What needs to be done: Go through the records and filter out every line lacking the word "napkin"; copy the lines that remain.

Data to examine:
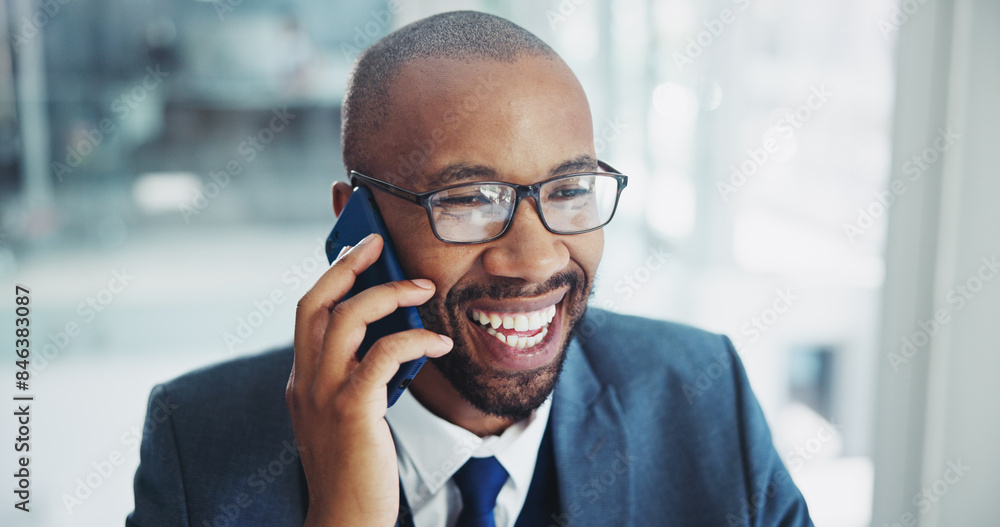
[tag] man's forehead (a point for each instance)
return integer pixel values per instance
(451, 121)
(463, 172)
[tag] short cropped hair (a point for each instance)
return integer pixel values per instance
(459, 35)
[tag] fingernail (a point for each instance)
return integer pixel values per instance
(423, 283)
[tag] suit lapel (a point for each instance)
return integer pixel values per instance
(591, 449)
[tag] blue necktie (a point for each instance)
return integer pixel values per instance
(479, 481)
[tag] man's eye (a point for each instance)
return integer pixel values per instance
(570, 192)
(466, 201)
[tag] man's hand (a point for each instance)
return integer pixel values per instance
(338, 403)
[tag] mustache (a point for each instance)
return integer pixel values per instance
(511, 288)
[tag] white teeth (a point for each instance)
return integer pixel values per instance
(518, 322)
(519, 342)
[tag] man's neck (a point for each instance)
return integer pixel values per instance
(435, 393)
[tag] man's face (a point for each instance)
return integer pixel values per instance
(524, 122)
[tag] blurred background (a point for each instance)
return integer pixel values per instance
(813, 179)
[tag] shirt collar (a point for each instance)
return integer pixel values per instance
(437, 448)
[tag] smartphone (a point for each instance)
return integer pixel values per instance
(360, 218)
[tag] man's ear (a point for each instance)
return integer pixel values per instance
(341, 193)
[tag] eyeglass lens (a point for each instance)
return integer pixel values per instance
(568, 205)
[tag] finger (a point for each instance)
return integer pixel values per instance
(349, 321)
(383, 359)
(313, 310)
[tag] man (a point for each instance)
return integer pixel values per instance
(573, 419)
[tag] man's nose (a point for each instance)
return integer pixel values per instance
(528, 250)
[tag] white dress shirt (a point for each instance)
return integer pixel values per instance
(430, 450)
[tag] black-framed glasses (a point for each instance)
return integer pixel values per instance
(483, 211)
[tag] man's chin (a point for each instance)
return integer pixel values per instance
(507, 379)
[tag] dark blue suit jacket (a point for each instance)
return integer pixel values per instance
(654, 423)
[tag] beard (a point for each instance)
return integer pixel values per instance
(510, 395)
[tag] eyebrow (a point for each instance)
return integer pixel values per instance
(461, 172)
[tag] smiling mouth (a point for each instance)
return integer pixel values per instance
(522, 330)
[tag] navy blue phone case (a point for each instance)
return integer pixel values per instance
(359, 219)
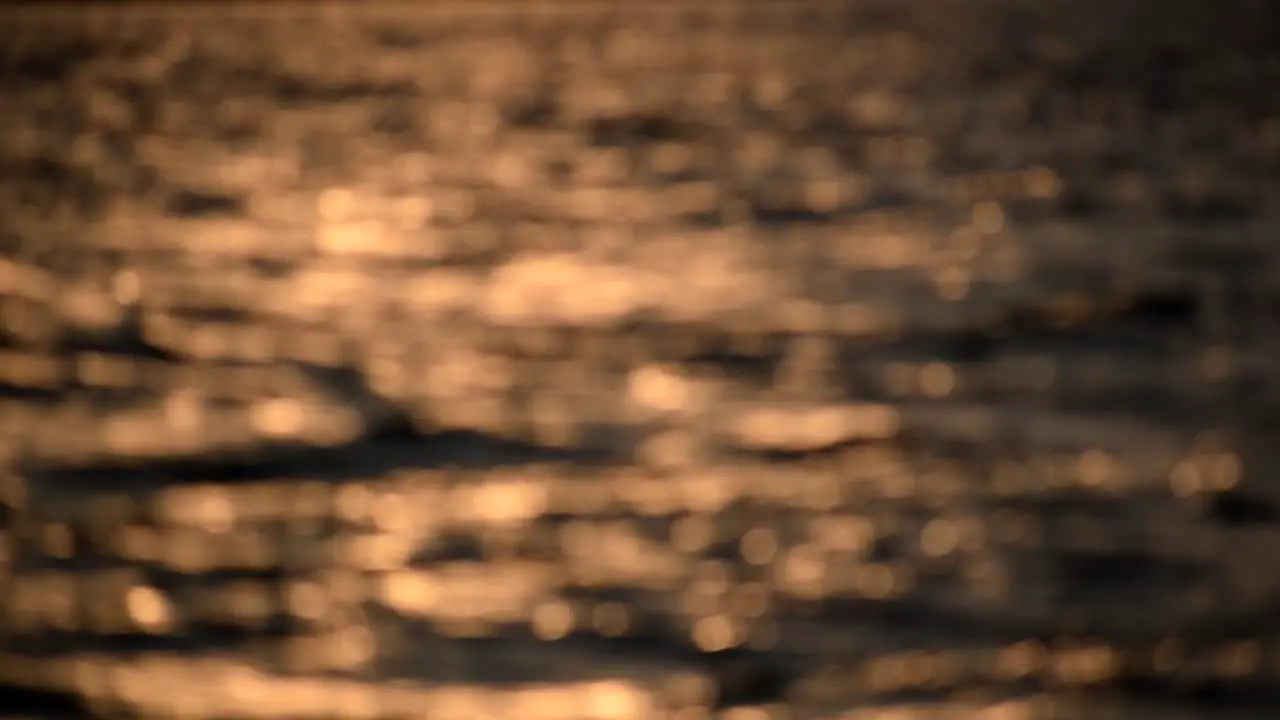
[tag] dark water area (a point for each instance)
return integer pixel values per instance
(609, 360)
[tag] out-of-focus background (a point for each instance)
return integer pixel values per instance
(625, 360)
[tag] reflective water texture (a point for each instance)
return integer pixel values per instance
(617, 360)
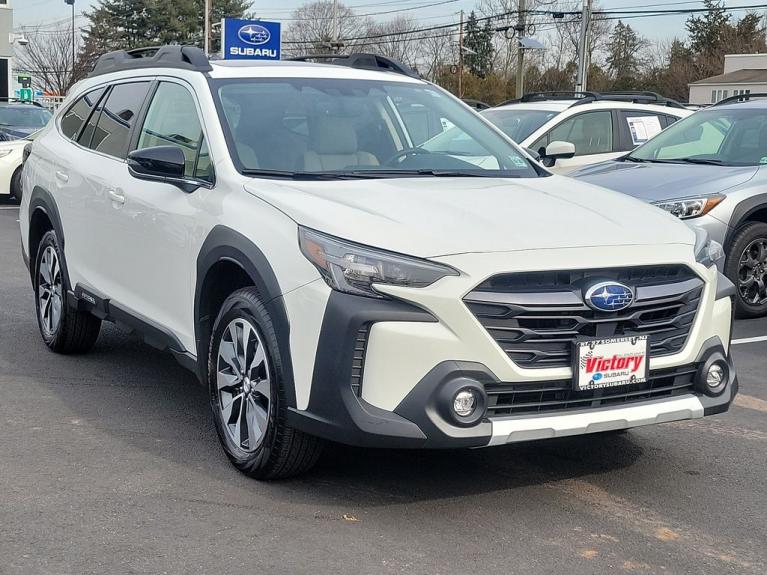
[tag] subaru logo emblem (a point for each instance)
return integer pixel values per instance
(609, 296)
(254, 34)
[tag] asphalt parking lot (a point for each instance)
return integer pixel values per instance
(109, 463)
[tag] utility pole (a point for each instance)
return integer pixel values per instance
(460, 58)
(583, 43)
(207, 27)
(74, 51)
(520, 28)
(334, 41)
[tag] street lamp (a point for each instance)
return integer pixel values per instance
(72, 4)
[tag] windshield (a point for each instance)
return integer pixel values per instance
(518, 124)
(24, 116)
(299, 127)
(720, 136)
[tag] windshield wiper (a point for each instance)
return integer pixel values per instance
(288, 175)
(705, 161)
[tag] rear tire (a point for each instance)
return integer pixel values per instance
(247, 393)
(746, 267)
(16, 185)
(63, 328)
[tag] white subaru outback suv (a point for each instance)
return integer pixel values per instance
(279, 228)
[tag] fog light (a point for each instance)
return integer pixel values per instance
(464, 402)
(715, 376)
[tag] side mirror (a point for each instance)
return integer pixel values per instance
(161, 164)
(559, 150)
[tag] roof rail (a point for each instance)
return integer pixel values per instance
(176, 56)
(643, 97)
(740, 98)
(362, 60)
(588, 97)
(20, 101)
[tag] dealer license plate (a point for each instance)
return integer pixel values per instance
(610, 362)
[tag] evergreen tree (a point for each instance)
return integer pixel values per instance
(623, 56)
(479, 44)
(127, 24)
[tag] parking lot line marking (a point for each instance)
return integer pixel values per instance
(749, 339)
(750, 402)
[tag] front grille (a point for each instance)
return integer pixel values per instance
(358, 359)
(536, 316)
(556, 396)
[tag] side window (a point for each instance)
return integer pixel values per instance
(172, 120)
(118, 114)
(74, 118)
(591, 132)
(637, 127)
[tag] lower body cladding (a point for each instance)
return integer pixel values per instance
(427, 374)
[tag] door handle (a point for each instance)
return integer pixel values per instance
(116, 196)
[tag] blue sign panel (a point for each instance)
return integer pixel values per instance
(251, 39)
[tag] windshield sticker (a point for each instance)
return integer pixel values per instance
(518, 162)
(643, 128)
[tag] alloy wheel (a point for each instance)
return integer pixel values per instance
(752, 272)
(243, 384)
(49, 291)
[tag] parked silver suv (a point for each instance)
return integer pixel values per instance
(710, 169)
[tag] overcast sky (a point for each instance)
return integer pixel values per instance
(46, 12)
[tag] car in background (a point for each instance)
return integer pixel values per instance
(20, 119)
(711, 170)
(11, 156)
(573, 129)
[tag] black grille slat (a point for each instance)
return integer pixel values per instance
(553, 396)
(540, 335)
(358, 359)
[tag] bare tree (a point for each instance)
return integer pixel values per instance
(311, 28)
(396, 38)
(48, 59)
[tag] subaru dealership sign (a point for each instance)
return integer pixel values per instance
(251, 39)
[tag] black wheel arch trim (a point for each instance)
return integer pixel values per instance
(226, 244)
(42, 200)
(740, 215)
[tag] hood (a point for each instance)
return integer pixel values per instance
(429, 217)
(656, 182)
(8, 133)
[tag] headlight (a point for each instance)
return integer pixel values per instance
(707, 251)
(690, 207)
(355, 269)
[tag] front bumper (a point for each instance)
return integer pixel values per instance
(381, 369)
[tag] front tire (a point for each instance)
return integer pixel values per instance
(247, 393)
(63, 328)
(746, 267)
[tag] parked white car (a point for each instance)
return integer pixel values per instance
(281, 229)
(568, 130)
(10, 166)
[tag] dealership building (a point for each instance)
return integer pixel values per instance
(742, 74)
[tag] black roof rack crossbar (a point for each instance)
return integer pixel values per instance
(183, 57)
(588, 97)
(361, 60)
(740, 98)
(548, 96)
(20, 101)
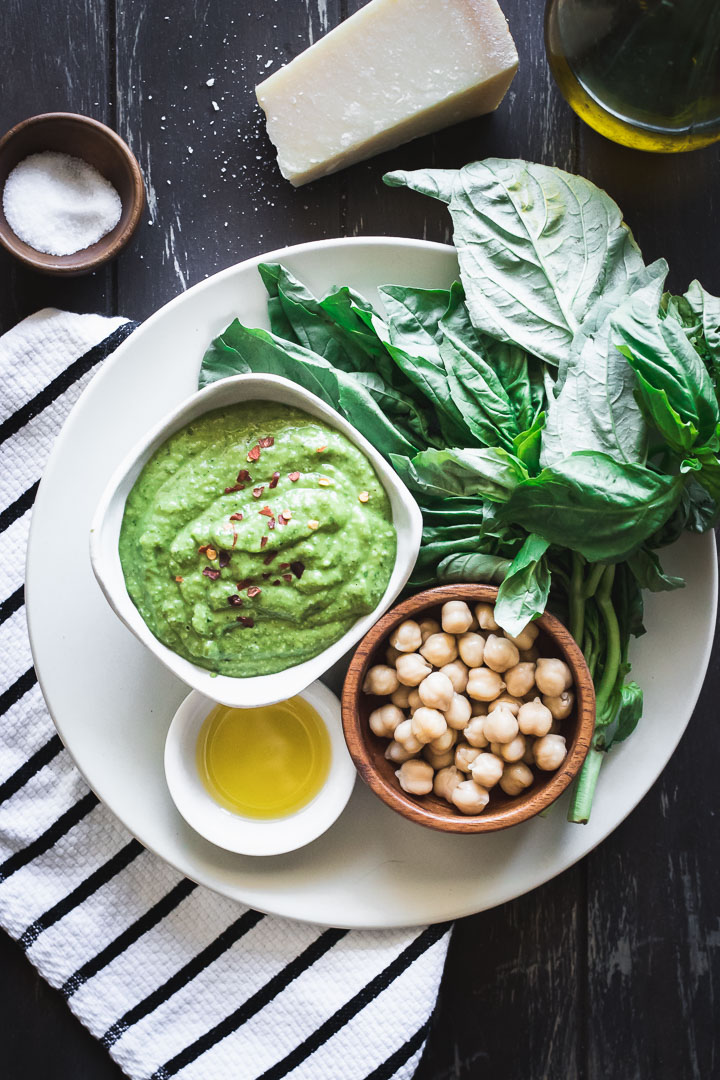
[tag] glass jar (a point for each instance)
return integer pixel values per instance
(642, 72)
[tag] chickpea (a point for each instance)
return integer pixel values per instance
(436, 691)
(407, 637)
(405, 738)
(411, 669)
(486, 617)
(446, 781)
(464, 757)
(401, 697)
(505, 701)
(469, 797)
(396, 753)
(471, 648)
(391, 656)
(484, 685)
(429, 626)
(500, 653)
(475, 732)
(439, 649)
(459, 713)
(549, 752)
(514, 751)
(428, 724)
(515, 778)
(487, 770)
(560, 706)
(384, 720)
(438, 759)
(380, 679)
(416, 777)
(446, 741)
(457, 672)
(553, 676)
(500, 726)
(526, 638)
(520, 679)
(534, 718)
(413, 700)
(457, 617)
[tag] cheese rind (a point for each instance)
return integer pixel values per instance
(394, 70)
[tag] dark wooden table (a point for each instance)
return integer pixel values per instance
(612, 970)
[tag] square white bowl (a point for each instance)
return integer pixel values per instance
(105, 536)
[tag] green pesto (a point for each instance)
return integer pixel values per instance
(178, 504)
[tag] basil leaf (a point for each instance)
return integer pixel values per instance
(474, 568)
(537, 247)
(596, 505)
(649, 574)
(522, 595)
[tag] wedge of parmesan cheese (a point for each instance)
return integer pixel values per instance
(392, 71)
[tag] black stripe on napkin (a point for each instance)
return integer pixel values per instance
(28, 769)
(19, 507)
(17, 689)
(10, 606)
(181, 977)
(403, 1054)
(128, 936)
(51, 836)
(64, 381)
(85, 889)
(262, 997)
(356, 1003)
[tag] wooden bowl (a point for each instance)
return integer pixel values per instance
(86, 138)
(367, 750)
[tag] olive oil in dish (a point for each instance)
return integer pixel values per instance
(263, 763)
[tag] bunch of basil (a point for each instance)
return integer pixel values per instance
(554, 413)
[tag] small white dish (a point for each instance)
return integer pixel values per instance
(105, 535)
(254, 836)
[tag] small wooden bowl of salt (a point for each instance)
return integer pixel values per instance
(71, 193)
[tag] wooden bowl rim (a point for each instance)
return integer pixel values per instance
(412, 808)
(108, 246)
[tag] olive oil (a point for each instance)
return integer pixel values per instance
(642, 72)
(263, 763)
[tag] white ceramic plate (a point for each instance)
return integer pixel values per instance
(112, 700)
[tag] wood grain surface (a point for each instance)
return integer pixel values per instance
(611, 971)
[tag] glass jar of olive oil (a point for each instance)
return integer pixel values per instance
(642, 72)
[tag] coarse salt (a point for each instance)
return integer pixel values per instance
(59, 204)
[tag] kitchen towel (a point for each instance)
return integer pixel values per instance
(173, 980)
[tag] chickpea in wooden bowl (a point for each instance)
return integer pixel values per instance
(460, 727)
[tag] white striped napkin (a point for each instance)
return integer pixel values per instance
(174, 980)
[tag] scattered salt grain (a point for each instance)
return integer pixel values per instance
(59, 204)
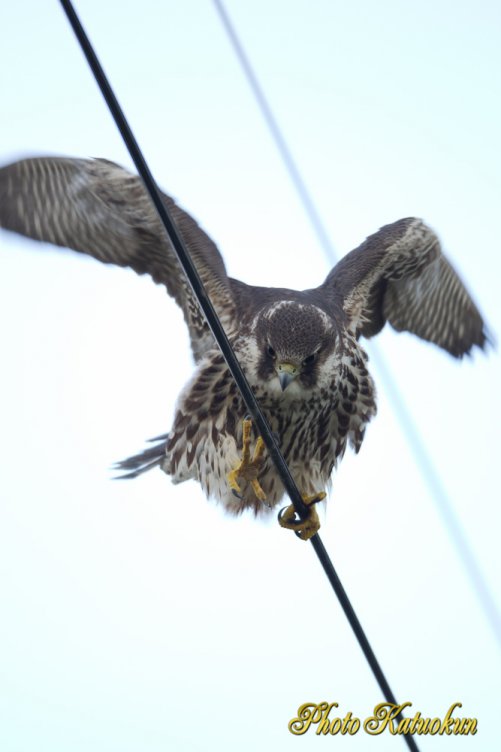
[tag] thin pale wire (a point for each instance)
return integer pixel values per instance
(423, 460)
(222, 340)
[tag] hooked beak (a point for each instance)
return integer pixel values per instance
(287, 372)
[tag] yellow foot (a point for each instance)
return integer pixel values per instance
(304, 529)
(248, 468)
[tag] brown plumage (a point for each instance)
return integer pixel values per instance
(300, 350)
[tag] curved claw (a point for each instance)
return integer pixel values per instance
(307, 528)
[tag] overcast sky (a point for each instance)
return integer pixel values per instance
(137, 616)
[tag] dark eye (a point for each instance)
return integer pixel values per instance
(309, 360)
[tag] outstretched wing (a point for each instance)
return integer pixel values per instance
(400, 275)
(98, 208)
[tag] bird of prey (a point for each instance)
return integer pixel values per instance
(301, 351)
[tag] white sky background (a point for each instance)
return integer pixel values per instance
(136, 615)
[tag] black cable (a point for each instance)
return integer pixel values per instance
(428, 471)
(231, 360)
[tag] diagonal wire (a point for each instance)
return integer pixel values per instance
(422, 458)
(222, 340)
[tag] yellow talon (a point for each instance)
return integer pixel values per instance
(248, 468)
(304, 529)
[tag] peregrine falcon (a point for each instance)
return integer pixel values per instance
(300, 350)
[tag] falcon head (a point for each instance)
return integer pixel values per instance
(294, 341)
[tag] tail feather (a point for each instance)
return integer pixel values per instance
(144, 461)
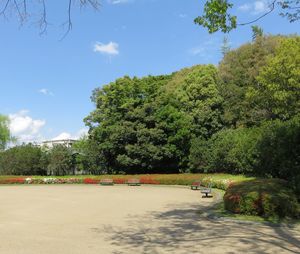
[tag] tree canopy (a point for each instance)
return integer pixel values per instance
(4, 131)
(217, 17)
(216, 13)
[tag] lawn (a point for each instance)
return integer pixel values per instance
(220, 181)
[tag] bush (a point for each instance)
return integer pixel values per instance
(231, 151)
(267, 198)
(279, 149)
(61, 161)
(22, 160)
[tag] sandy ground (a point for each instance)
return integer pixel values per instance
(88, 219)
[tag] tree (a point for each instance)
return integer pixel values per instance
(4, 132)
(277, 90)
(256, 32)
(25, 9)
(87, 156)
(225, 48)
(217, 15)
(146, 125)
(238, 71)
(61, 161)
(22, 160)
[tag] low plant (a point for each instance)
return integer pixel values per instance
(264, 197)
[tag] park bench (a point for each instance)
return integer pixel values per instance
(134, 182)
(196, 186)
(106, 182)
(207, 191)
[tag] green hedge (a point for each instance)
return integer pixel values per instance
(265, 197)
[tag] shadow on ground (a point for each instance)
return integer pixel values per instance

Your response:
[tag] black stripe on napkin (a point for each instance)
[tag] white striped napkin (a point for each instance)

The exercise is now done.